======== TASK MATERIAL ========
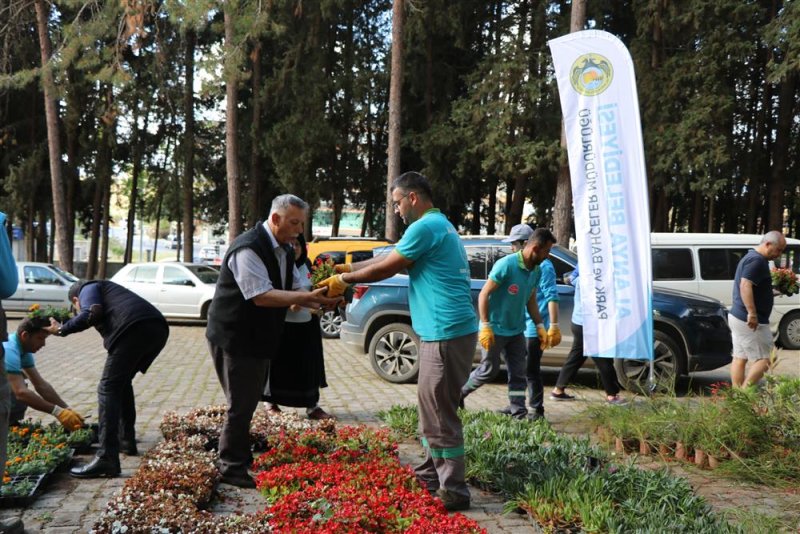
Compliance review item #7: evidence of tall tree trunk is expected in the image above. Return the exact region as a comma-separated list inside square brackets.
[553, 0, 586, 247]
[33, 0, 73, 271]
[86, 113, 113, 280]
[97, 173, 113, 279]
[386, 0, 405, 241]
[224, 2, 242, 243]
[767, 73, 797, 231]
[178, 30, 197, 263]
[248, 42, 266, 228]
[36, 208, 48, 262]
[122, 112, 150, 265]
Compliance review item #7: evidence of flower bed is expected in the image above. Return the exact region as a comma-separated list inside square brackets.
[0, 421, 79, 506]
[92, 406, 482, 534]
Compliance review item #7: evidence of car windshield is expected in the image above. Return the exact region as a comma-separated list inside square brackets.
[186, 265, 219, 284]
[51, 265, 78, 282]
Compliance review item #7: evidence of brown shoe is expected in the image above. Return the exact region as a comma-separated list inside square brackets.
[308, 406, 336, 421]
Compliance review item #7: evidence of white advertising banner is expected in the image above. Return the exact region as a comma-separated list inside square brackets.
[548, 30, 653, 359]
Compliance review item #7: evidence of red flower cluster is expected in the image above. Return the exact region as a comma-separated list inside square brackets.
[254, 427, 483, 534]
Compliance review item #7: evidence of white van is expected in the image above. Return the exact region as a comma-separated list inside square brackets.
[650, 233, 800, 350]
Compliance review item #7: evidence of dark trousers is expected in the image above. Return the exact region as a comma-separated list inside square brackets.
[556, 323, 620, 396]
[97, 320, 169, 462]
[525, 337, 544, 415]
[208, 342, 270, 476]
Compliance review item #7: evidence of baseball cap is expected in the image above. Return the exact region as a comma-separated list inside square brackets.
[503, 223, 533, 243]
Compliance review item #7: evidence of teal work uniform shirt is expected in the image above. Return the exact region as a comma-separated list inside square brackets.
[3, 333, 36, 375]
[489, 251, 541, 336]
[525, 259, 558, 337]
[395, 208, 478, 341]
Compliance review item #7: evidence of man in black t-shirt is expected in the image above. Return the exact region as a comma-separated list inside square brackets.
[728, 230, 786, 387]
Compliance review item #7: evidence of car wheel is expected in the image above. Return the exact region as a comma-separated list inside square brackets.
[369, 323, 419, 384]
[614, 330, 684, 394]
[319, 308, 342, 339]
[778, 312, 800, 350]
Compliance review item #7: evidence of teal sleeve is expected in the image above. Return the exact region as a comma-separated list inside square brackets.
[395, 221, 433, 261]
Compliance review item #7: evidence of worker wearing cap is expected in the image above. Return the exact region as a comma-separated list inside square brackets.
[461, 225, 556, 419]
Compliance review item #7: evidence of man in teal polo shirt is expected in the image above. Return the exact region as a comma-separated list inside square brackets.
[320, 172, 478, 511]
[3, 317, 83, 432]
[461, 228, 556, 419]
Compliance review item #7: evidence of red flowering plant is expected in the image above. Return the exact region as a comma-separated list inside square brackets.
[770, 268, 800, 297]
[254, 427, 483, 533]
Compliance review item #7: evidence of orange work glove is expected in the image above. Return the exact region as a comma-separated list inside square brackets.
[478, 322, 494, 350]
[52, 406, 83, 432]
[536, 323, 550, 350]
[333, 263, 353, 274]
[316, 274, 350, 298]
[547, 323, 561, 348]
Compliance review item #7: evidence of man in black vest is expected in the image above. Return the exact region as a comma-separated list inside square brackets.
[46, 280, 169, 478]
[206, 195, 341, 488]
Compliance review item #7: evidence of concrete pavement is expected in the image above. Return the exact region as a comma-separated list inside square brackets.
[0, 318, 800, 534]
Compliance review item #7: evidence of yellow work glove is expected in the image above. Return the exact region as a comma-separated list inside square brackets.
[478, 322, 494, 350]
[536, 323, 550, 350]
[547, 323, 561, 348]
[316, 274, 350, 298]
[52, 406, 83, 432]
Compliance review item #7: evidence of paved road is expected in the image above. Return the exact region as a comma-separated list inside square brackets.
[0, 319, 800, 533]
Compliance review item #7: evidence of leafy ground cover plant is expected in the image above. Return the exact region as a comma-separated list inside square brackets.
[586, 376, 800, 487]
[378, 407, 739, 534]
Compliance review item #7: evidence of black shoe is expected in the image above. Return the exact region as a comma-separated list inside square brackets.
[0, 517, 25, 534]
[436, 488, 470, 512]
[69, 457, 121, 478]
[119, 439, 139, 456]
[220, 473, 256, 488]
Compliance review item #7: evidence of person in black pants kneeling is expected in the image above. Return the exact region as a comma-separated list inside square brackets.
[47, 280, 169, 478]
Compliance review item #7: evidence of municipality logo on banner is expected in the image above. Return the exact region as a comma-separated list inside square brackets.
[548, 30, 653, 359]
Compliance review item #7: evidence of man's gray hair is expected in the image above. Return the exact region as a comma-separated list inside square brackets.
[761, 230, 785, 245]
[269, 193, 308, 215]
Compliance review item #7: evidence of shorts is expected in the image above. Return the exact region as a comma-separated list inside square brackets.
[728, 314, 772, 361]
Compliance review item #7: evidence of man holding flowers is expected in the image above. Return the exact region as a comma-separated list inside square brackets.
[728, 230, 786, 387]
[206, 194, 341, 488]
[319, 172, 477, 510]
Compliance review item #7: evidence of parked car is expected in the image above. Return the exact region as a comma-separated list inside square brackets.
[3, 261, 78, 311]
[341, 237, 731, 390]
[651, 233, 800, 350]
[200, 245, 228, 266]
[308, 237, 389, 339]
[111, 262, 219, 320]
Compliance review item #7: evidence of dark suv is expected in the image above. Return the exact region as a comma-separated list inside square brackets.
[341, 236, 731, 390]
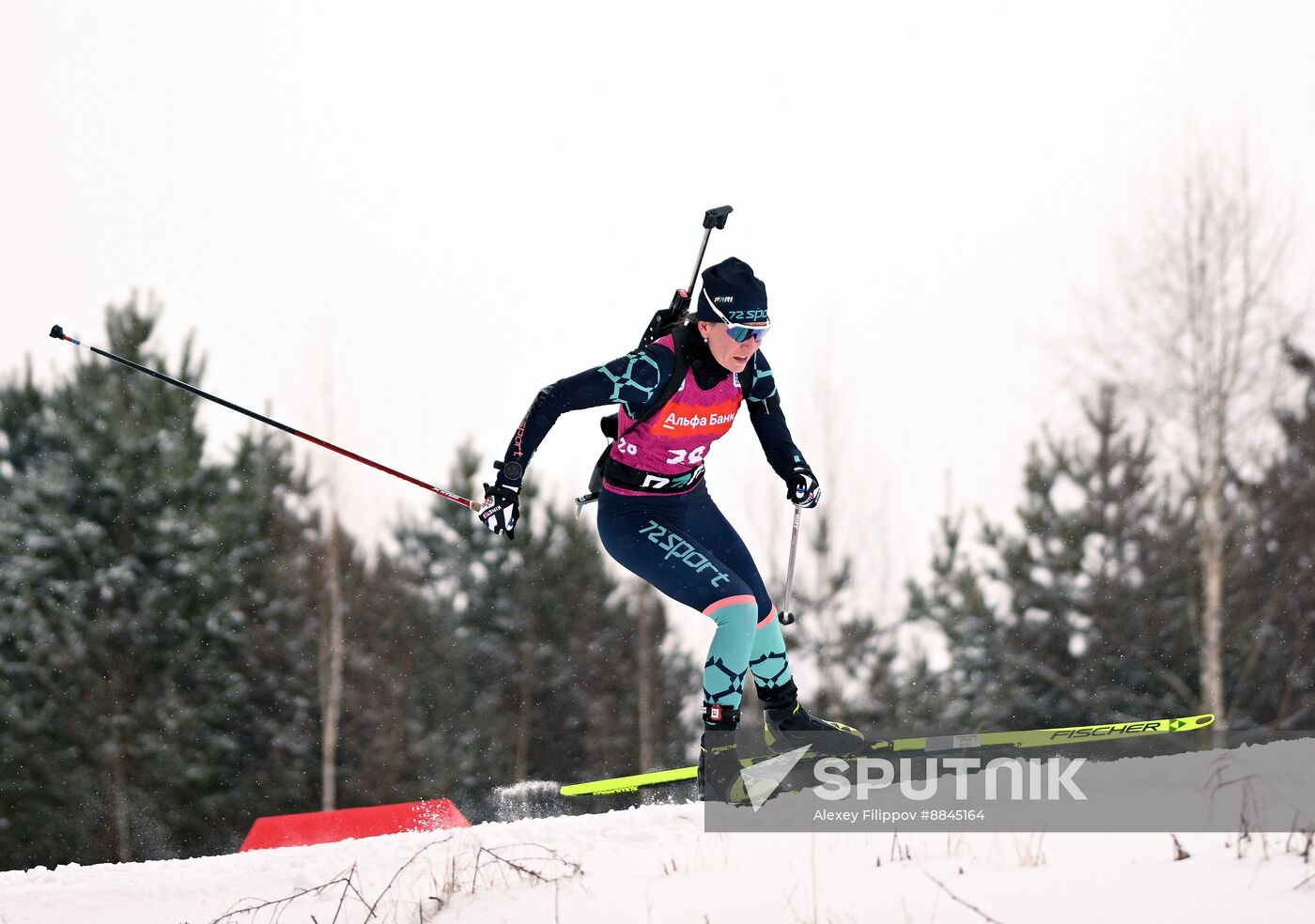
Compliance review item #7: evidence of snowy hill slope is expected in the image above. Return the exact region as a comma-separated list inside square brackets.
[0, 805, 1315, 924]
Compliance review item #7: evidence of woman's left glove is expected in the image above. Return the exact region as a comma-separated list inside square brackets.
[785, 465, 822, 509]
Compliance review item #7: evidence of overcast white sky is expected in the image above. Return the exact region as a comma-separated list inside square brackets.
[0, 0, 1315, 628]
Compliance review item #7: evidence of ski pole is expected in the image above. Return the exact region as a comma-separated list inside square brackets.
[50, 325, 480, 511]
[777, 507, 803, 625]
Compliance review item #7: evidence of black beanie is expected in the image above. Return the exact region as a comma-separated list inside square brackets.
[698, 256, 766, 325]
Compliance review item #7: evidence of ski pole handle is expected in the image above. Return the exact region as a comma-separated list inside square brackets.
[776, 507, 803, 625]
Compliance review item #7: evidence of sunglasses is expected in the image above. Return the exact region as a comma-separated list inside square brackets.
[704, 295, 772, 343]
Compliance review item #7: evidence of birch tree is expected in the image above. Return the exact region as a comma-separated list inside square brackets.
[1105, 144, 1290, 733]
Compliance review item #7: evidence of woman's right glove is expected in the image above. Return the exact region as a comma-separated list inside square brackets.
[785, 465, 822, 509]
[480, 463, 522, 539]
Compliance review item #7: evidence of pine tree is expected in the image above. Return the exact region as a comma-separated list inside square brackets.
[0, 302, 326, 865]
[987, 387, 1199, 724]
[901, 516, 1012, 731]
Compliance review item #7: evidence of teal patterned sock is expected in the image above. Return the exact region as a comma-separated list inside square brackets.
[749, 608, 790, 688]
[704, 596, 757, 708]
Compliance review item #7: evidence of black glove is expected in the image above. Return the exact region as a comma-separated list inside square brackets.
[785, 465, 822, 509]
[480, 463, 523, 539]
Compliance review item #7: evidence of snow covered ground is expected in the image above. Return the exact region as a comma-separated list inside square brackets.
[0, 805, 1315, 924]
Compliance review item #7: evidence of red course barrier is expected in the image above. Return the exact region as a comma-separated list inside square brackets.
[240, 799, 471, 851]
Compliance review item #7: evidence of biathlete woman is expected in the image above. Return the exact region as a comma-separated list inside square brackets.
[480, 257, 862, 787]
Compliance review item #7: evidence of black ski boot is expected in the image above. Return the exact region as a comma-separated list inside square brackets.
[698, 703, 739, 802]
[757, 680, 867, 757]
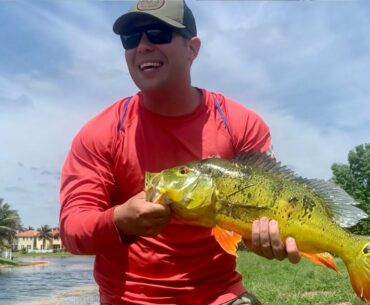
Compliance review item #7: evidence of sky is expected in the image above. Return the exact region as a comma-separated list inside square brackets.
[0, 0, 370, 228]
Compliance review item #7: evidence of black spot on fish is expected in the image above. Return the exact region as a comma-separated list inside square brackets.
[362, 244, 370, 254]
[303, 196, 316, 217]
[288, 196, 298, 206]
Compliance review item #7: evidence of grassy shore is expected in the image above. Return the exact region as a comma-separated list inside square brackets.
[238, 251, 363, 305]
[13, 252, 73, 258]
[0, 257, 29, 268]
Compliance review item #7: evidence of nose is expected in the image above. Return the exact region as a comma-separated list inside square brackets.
========
Change "comma-separated list" to "comma-delimited list" in the part that opens with the line containing "Compliance review item #7: evidence of red course" and closes with the line containing "[288, 196, 298, 206]", leaving everything else as it is. Give back only that part, without the pictures.

■ REPLY:
Compliance review item #7: evidence of red course barrier is expected in the image above. Return the exact region as a comma-delimited list inside square brackets.
[240, 799, 471, 851]
Compliance review item #7: evidence of biathlete woman is expected in the image above. Return the exact region as a comma-delimited list inside square brackets.
[480, 257, 862, 787]
Compliance review item #7: evidence of black ski boot is expected in the image above. Return the exact region as a comma-delimited list inside square brackets.
[698, 703, 739, 802]
[757, 680, 867, 757]
Compliance review item #7: evidence of sky is expected in the image above. Return the exact region as a comma-delimited list inside square brackets.
[0, 0, 370, 228]
Compliance review item #7: evidence of black spot on fish is expected in the image above. Return the exact region as a comma-delimited list inside square brackets.
[362, 244, 370, 254]
[303, 196, 316, 217]
[288, 196, 298, 206]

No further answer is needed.